Quoted passage:
## START

It consisted of a landing module, an experiment module, living quarters,
storage and a greenhouse. There was also a separate module simulating Mars’s
surface.
The main goal of the experiment was to study human responses to
extreme stress when there’s nowhere to escape or obtain help. While physical
survival in isolation is possible, things otherwise taken for granted on Earth,
such as a variety of events and easy communication, are missing. Time becomes
an abstraction, and the days blend together. The lack of personal space or
opportunity to have privacy takes a very heavy psychological toll.
According to one of the participants in the experiment, “Our
beds were basically three-tier bunks, with the bottom one almost at ground
level. We decided to switch bunks every 10 days, since it was hard to sleep on
the bottom bunk due to the high concentration of carbon dioxide.”
There were no serious conflicts among the Mars-500 experiment
participants; the men locked up in the capsule mainly had to battle monotony
and boredom, especially after the simulated landing on Mars in February of this
year.

## END

Required actions:
1 - In the Mars-500 passage, why did the participants switch bunks every 10 days?
2 - Answer these questions from the Mars-500 passage:
(a) Which modules made up the facility?
(b) What was the main goal of the experiment?
(c) What did the men in the capsule mainly have to battle?
3 - Decide whether each statement agrees with the Mars-500 passage:
(a) Serious conflicts broke out among the participants.
(b) One module simulated the surface of Mars.
(c) The participants switched bunks every week.

Material:
## START

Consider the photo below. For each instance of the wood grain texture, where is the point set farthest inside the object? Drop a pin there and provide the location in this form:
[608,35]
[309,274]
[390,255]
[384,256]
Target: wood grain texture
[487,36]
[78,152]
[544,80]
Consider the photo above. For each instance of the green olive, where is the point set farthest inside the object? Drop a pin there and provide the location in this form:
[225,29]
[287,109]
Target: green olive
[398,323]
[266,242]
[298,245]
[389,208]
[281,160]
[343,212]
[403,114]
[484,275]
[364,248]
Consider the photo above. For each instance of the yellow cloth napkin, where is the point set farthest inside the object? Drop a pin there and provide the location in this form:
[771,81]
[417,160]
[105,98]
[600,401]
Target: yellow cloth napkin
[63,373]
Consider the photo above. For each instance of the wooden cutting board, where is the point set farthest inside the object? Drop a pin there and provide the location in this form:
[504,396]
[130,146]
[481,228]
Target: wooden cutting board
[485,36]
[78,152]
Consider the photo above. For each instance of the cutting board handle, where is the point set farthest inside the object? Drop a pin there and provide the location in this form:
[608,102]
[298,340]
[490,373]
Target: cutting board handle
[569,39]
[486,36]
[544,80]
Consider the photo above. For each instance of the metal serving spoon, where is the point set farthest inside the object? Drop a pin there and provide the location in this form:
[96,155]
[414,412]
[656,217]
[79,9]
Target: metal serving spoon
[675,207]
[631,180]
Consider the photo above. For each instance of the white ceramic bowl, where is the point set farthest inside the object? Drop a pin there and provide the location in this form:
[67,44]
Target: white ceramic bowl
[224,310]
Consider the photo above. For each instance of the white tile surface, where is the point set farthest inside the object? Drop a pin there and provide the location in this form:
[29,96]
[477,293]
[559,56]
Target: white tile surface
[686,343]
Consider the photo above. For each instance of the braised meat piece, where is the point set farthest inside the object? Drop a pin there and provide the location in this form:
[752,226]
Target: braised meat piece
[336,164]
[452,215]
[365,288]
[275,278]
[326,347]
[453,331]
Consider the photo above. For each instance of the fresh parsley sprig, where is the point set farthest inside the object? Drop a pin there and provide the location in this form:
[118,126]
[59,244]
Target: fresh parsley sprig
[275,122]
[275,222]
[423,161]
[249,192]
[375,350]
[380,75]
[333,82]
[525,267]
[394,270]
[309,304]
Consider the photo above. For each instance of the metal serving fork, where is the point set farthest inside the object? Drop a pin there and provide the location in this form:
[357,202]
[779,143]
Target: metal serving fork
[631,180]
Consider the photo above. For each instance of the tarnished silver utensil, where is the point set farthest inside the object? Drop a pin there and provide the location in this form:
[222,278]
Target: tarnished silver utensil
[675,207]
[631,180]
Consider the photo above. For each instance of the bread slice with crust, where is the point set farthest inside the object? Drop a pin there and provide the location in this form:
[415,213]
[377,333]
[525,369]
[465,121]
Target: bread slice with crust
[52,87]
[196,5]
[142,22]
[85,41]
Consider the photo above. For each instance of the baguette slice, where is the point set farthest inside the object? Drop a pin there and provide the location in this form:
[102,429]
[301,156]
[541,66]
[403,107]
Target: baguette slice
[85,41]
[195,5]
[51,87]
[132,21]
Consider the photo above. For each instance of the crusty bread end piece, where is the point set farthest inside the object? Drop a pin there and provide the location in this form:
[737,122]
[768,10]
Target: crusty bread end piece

## END

Results in order:
1 - Sleeping on the bottom bunk was hard because carbon dioxide was highly concentrated there, near ground level, so the participants rotated bunks to share that burden.

2 -
(a) A landing module, an experiment module, living quarters, storage and a greenhouse, plus a separate module simulating Mars's surface.
(b) To study human responses to extreme stress when there is nowhere to escape or obtain help.
(c) Monotony and boredom, especially after the simulated landing on Mars.

3 -
(a) No: "There were no serious conflicts among the Mars-500 experiment participants"
(b) Yes: "There was also a separate module simulating Mars’s surface."
(c) No: "We decided to switch bunks every 10 days"